• **Extracted text**
◇ ◇ ◇ ◇

FINALLY after 11 hours of being stuck at five centimeters and enough petosin to swell my ankles to the size of cantaloupes, the doctor announced that the baby was ready. GREAT! Bring on the epidural! The five inch needle didn’t scare me at all. When they came in and moved the covers so I could turn around, my husband observed that it was “quite gross under there.” Again, thank you for the information I was already privy to. One can tell when one is sitting in pungent ick, but my dear friend morphine told me to just not care.
Epidural in and legs sufficiently numb, I was ready. The entire pushing process was something I had completely psyched myself up for. It had been nearly a day since I had actually eaten anything. The sweat and soiled clothing was making me feel more like the lining of a New York City dumpster every second. The anticipation of seeing the alien I had carried for months was getting to be too much. I knew the faster I pushed, the faster I could shower, eat and hold my son. So, when the doctor said, “PUSH,” I forgot about my fear of laying a log on the lap of my OBGYN, and I pushed. Two more like it, and relief like I have never known overtook me.

◇ ◇ ◇ ◇

• **Data provided**
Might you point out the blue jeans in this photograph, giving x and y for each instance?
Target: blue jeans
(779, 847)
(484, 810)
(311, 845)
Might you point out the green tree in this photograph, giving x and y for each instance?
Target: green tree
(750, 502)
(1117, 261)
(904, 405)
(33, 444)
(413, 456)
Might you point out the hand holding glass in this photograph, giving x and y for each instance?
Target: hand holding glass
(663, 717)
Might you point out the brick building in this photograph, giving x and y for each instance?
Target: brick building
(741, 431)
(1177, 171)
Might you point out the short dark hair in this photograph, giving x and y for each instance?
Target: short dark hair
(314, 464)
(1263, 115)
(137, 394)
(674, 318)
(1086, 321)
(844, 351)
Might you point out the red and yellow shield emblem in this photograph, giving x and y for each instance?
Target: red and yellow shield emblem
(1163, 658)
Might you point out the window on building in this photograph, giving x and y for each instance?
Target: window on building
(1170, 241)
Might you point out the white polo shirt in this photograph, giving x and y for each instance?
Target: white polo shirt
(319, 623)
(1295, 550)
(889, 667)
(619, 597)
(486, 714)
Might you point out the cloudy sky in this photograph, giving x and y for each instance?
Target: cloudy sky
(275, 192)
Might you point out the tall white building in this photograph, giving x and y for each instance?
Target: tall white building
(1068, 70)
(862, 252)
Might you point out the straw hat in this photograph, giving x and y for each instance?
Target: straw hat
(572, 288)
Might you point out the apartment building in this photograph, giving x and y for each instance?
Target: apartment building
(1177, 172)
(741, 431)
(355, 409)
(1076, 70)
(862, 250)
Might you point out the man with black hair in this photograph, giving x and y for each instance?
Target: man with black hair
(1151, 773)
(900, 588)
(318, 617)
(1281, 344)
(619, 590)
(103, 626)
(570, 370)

◇ ◇ ◇ ◇

• **Exercise set**
1. From the labor story above, reproduce everything from "Epidural in and" down to "known overtook me.".
2. Translate this sentence from the labor story into Spanish: "I knew the faster I pushed, the faster I could shower, eat and hold my son."

• **Solutions by task**
1.
Epidural in and legs sufficiently numb, I was ready. The entire pushing process was something I had completely psyched myself up for. It had been nearly a day since I had actually eaten anything. The sweat and soiled clothing was making me feel more like the lining of a New York City dumpster every second. The anticipation of seeing the alien I had carried for months was getting to be too much. I knew the faster I pushed, the faster I could shower, eat and hold my son. So, when the doctor said, “PUSH,” I forgot about my fear of laying a log on the lap of my OBGYN, and I pushed. Two more like it, and relief like I have never known overtook me.

2. Sabía que cuanto más rápido pujara, más rápido podría ducharme, comer y cargar a mi hijo.